> [Gösterilen Metin]

§ §

Sosyal Medya

Ekonomi

Ömer Rıfat Gencal yazdı:  Bir Deli Bir Kuyuya Taş Atar Kırk Akıllı Çıkaramaz..

TCMB’de yeni başkanın göreve gelmesi sonrasında başkan yardımcılarının Temmuz sonunda değişimine kadar geçen sürede de politika faizinde alınan kararlar yetersiz kalmış ve enflasyonla mücadele açısından güçlü bir sinyal verememiştir.

Ömer Rıfat Gencal yazdı:  Bir Deli Bir Kuyuya Taş Atar Kırk Akıllı Çıkaramaz..

Bu atasözünü hayatımızın bir çok noktasında kullanmışızdır. Akıl ve mantık almayan bir işin bir kişi tarafından yapılması sonrası aklı başında birçok insanın yapılan bu yanlışı düzeltememesi anlamında kullanılır.

Finans konusunda uzman kime sorsanız, faizi artırmamak ve kuru baskılamak için icad edilen Kur Korumalı Mevduatı akıl, bilim ve mantık dışı olarak tanımlayacaktır. Verdiği zarar o kadar büyüktür ki sadece sayılarla ölçmek bana göre yeterli kalmaz. Türkiye Cumhuriyetinin kuruluşundan beri en büyük servet transferine araç olan bu enstrümanın yarattığı tahribattan kurtulabilmek için aklı başındakilerin verdiği mücadele gerçekten takdire değerdir.

§ §

> [Verilen Liste]
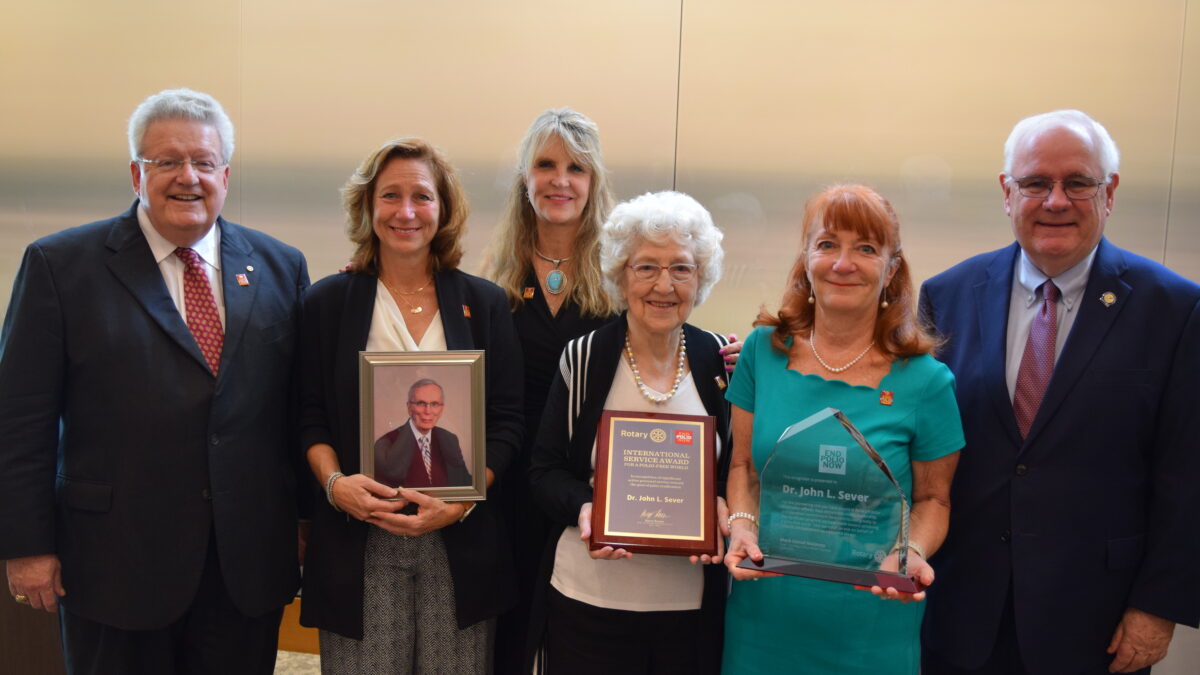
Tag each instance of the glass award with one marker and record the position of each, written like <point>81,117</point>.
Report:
<point>831,508</point>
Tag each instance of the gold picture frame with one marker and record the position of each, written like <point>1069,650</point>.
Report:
<point>448,410</point>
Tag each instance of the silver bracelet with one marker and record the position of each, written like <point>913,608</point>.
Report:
<point>743,514</point>
<point>329,488</point>
<point>916,548</point>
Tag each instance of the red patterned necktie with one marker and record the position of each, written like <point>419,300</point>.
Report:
<point>203,320</point>
<point>1037,362</point>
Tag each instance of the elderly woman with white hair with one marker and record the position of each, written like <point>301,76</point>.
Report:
<point>609,610</point>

§ §

Kur Korumalı Mevduat yazısında "Bu atasözünü hayatımızın" ifadesinden "düzeltememesi anlamında kullanılır." ifadesine kadar uzanan kısmı kelimesi kelimesine aktarın. Liste, Kur Korumalı Mevduat yazısıyla bağlantılı değildir.

> [Nihai Sonuç]
Bu atasözünü hayatımızın bir çok noktasında kullanmışızdır. Akıl ve mantık almayan bir işin bir kişi tarafından yapılması sonrası aklı başında birçok insanın yapılan bu yanlışı düzeltememesi anlamında kullanılır.